◆ **WORK TO COMPLETE**
In the article on improving GlusterFS performance, how long did the 2.6.9 kernel tree take to extract after Nagle's algorithm was disabled on the socket?

◆ **ARTICLE**
Improving GlusterFS Performance

I’ve had a closer look at glusterfs in the last few days following the release of version 2.0.1. We often get customers approaching us with web apps dealing with user generated content which needs to be uploaded. If you have two or more servers in a load balanced environment, you usually have a few options, an NFS/CIFS share on one of them (single point of failure - failover NFS is, well…), a SAN (expensive), MogileFS (good, but alas not application agnostic),  periodically rsync/tar | nc files between the nodes (messy, not application agnostic and slow), store files in a database (not ideal for a number of reasons). There are a few other approaches and combinations of the above, but neither is perfect. GlusterFS solves this. It’s fast, instant and redundant! 

I’ve got four machines set up, two acting as redundant servers. Since they’re effectively acting as a RAID 1, each write is done twice over the wire, but that’s kind of inevitable. They’re all connected in a private isolated gigabit network. When dealing with larger files (a la cp yourfavouritedistro.iso /mnt/gluster) the throughput is really good at around 20-25 MB/s leaving the client. CPU usage on the client doing the copy was in the realms of 20-25% on a dual core. Very good so far! 

Then I tried many frequent filesystem operations, untarring the 2.6.9 linux kernel from and onto the mount.  Not so brilliant! It took 23-24 minutes from start to finish. The 2.6.9 kernel contain 17477 files and the average size is just a few kilobytes. This is obviously a lot of smaller bursts of network traffic!

After seeing this, I dove into the source code to have a look, when I reached the socket code, I realised that the performance for smaller files would probably be improved by a lot if Nagle’s algorithm was disabled on the socket. Said and done, I added a few setsockopt()s and went to test. The kernel tree now extracted in 1m 20s!

Records from a data collection

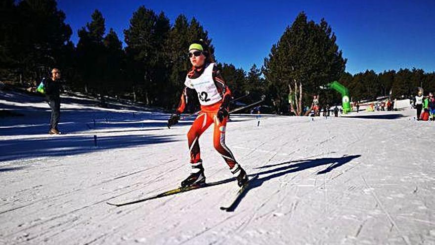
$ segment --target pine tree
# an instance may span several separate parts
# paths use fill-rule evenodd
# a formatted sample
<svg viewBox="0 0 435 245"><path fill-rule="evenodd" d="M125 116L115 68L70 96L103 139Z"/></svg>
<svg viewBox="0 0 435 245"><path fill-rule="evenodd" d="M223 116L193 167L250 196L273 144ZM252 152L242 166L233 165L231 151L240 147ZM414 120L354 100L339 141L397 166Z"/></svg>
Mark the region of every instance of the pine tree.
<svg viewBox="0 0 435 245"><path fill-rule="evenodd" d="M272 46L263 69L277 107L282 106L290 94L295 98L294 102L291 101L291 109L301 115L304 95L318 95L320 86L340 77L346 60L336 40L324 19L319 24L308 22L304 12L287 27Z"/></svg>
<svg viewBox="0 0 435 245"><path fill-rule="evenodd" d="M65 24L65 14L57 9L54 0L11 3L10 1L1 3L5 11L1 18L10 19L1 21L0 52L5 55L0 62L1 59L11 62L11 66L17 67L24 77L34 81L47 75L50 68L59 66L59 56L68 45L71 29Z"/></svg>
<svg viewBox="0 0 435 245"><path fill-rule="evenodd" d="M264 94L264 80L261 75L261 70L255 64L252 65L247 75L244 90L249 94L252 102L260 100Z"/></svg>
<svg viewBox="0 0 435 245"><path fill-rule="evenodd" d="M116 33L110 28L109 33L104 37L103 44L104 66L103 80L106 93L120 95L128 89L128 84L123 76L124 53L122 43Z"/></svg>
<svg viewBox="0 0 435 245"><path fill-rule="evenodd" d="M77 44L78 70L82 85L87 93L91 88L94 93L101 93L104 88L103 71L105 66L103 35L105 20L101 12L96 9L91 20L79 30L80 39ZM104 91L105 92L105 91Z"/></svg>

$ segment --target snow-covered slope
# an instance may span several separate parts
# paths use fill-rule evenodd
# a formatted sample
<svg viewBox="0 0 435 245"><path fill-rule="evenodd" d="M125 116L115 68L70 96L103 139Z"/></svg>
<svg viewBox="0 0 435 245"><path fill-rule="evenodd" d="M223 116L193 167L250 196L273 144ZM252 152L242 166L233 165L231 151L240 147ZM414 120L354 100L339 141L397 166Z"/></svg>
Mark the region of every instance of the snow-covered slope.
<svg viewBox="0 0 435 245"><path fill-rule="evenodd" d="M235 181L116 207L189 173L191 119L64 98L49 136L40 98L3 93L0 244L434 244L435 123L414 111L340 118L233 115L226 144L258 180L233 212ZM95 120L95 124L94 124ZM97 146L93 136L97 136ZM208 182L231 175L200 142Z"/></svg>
---
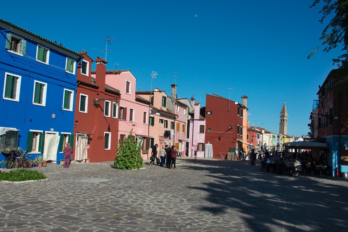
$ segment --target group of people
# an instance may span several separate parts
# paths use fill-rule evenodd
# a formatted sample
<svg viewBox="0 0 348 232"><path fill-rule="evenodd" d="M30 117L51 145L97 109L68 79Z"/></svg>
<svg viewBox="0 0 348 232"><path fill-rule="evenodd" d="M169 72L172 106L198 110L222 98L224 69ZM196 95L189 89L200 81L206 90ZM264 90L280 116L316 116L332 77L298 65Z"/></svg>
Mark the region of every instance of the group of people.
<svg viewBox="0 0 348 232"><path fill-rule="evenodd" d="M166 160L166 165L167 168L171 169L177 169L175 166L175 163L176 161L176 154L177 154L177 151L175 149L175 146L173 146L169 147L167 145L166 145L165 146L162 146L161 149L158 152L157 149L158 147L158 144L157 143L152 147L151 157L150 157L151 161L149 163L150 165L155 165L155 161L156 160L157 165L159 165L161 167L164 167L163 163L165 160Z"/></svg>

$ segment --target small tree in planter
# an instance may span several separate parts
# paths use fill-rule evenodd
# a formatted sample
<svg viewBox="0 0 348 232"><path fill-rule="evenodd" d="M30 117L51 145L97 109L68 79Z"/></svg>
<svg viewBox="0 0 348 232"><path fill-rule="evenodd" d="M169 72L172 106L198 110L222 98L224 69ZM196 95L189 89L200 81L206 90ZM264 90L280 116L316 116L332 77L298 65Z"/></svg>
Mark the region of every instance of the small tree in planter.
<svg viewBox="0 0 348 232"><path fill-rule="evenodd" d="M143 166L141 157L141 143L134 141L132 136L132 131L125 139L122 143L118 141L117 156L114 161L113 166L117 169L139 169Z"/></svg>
--
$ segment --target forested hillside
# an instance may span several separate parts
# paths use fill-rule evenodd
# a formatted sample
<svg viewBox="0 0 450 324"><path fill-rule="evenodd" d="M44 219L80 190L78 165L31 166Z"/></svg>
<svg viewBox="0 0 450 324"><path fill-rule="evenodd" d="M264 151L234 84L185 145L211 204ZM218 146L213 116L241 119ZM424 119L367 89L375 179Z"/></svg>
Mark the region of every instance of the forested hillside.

◆ **RESULT OF THE TASK**
1 minute 20 seconds.